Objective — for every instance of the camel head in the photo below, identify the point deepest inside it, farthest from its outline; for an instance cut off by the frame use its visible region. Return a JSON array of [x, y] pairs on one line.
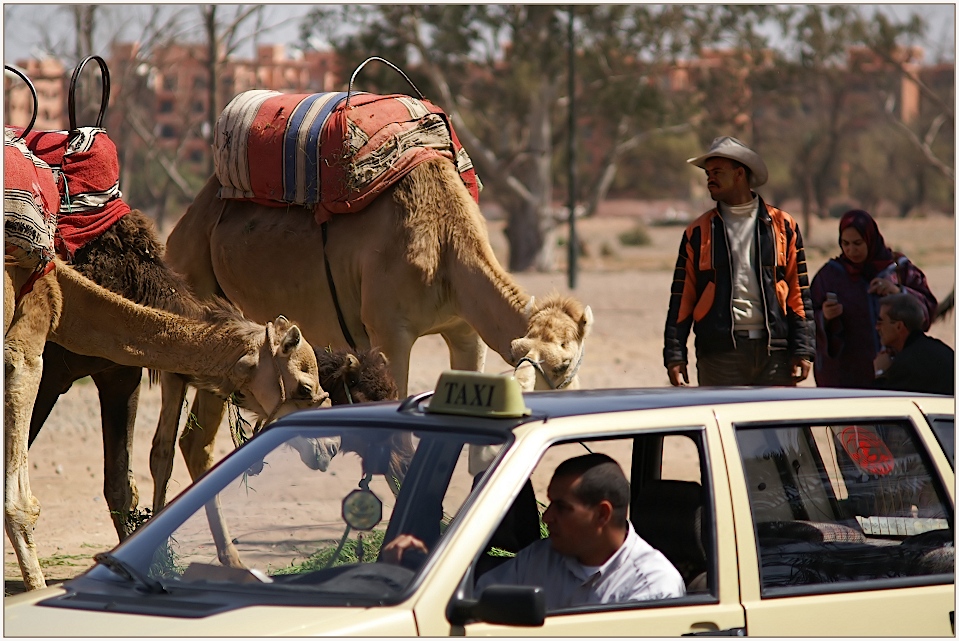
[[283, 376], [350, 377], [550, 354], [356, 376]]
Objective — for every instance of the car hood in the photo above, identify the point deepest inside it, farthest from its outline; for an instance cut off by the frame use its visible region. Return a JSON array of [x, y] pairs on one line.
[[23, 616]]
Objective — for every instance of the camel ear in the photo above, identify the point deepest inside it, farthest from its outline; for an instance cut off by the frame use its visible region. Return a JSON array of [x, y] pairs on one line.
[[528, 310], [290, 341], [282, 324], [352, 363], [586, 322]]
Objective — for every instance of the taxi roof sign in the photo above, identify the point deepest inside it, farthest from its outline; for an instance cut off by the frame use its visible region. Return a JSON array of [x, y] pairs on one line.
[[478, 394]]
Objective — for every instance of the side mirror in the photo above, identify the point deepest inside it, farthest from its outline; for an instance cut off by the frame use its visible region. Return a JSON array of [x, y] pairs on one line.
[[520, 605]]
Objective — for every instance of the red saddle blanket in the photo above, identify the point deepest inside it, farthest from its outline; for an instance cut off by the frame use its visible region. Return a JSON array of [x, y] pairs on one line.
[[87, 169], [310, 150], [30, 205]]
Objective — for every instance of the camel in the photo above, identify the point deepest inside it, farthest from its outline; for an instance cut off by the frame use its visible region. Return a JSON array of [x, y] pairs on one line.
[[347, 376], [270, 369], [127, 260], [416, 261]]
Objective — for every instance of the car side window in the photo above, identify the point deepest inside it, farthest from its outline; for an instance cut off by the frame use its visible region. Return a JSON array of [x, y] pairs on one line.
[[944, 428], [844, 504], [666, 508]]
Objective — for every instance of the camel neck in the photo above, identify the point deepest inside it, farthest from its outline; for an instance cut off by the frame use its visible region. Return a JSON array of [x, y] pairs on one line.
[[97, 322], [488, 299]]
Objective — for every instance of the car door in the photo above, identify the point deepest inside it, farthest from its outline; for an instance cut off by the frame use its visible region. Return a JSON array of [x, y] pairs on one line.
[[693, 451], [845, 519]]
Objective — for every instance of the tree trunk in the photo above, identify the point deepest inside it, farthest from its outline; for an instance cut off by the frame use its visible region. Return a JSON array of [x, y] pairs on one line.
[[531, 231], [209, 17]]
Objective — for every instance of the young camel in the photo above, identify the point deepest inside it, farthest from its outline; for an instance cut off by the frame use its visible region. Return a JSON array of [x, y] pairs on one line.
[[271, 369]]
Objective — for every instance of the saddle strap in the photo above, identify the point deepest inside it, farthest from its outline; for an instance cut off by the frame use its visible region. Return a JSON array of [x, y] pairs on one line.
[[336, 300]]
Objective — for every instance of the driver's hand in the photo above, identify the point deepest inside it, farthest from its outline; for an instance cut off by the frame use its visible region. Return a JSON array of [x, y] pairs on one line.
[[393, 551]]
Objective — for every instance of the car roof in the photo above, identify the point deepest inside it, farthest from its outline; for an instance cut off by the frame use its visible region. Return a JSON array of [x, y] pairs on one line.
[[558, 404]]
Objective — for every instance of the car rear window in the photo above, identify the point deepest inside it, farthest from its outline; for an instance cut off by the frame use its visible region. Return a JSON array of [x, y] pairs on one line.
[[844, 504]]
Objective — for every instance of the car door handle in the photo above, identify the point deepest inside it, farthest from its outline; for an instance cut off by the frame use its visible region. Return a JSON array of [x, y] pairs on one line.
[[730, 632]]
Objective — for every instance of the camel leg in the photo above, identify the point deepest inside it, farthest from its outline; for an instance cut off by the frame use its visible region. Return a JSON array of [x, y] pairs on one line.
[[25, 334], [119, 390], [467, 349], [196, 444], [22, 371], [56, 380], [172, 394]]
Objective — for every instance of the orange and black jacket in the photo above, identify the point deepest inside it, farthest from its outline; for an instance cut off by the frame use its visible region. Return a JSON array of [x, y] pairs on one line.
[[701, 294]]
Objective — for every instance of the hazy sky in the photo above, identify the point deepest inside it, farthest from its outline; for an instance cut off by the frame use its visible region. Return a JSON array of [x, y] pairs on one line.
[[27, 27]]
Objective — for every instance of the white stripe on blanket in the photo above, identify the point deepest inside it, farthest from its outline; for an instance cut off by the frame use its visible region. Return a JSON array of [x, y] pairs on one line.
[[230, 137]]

-----

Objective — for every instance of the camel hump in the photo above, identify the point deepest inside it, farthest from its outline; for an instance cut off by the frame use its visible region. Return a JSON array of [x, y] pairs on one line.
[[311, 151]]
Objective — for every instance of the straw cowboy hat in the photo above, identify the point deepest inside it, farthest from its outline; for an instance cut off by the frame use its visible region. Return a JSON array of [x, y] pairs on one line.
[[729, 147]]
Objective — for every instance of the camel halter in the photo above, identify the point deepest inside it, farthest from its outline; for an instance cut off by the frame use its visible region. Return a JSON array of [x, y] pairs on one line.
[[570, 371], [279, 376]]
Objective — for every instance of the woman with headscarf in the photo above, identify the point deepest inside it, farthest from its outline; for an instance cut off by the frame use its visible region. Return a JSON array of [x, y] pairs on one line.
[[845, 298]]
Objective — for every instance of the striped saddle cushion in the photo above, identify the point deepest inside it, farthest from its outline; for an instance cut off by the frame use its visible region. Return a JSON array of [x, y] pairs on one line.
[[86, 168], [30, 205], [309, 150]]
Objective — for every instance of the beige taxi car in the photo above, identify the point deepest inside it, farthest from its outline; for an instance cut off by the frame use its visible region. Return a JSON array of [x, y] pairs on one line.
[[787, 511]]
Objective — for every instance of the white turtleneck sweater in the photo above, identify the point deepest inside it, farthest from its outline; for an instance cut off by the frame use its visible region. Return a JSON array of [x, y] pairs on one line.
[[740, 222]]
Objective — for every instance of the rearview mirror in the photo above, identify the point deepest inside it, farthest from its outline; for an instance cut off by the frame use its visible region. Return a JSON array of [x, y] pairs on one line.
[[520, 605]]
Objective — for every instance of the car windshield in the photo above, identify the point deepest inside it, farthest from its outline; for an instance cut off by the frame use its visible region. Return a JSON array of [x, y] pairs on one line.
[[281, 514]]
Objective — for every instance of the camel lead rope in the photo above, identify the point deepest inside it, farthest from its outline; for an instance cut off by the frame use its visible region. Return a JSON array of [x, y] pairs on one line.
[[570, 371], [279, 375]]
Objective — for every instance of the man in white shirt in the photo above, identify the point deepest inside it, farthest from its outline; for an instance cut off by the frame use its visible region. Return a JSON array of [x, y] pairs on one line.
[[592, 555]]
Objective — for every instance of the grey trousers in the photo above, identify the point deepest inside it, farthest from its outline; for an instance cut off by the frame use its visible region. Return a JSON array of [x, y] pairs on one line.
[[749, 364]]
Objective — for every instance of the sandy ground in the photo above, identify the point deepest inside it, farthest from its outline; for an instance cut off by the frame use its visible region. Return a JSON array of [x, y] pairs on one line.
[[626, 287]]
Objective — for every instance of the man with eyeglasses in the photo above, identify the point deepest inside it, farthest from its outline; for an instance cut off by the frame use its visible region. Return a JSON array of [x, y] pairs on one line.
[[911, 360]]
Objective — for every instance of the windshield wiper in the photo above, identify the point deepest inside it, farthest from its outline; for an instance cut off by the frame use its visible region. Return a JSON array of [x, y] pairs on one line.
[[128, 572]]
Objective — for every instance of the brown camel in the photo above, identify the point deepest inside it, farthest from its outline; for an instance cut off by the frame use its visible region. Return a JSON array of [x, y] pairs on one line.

-----

Set task: Write out the lines of the records unchanged, starting at the line that contains "Objective — for every instance of the camel ear" and ending at the line that contains "[[693, 451], [845, 519]]", with both of those lines included and nothing else.

The result:
Objective — for every instance of the camel ear in the photo above, identify the point deepest inside it, farthest from its outline; for an instance cut off by the frame use its visible region. Return a JSON array of [x, y] pairs on one line.
[[528, 310], [290, 341], [282, 324], [352, 363], [586, 322]]
Objective — for every instance of the taxi roof sign in the photo above, identify the point deepest inside it, farthest from its outline; for an instance cut off by the frame use its visible region. Return a JSON array of [x, y] pairs on one line.
[[478, 394]]
Objective — for every instance of the side mirror in the photo above, identify the point deepest inside it, farthest from its outline; for an instance cut off by the frame use its visible region. Return a JSON array of [x, y] pairs on one line.
[[520, 605]]
Objective — for every instance of the red saddle blanket in the photo above, identify the point deepest inside it, farthest from its outline; for an instance cut off by the frame use its visible region. Return a JSON array of [x, y] pairs on one line.
[[87, 169], [310, 150], [30, 205]]
Objective — for every instance of the camel in the photo above, identify the point deepest inside it, farthest from its outline; for an instance cut off by the frame use its visible region. Return a JSON array of [x, y] pairs on one line.
[[347, 376], [270, 369], [127, 260], [416, 261]]
Objective — for every instance of the car side window in the photo above, identify the point deepest inside it, farthest from its outline; for an instance cut off by the frame use its visible region. Return a JSON array of [x, y] pairs on one line.
[[944, 428], [844, 504], [666, 508]]
Objective — for every instance of the camel neck in the photo above, identify the point deepest inside it, farthest from its outline; for an instance cut off by the frame use its visible region. Return a JSON array of [x, y] pairs on one line.
[[97, 322], [488, 299]]
Objective — for every instance of the car door in the photo above, identify the point deepest inside it, farthest from its outline; for an instance cut off by the frame use its visible region. Return a JSON array of [x, y] pairs on one line.
[[693, 451], [845, 519]]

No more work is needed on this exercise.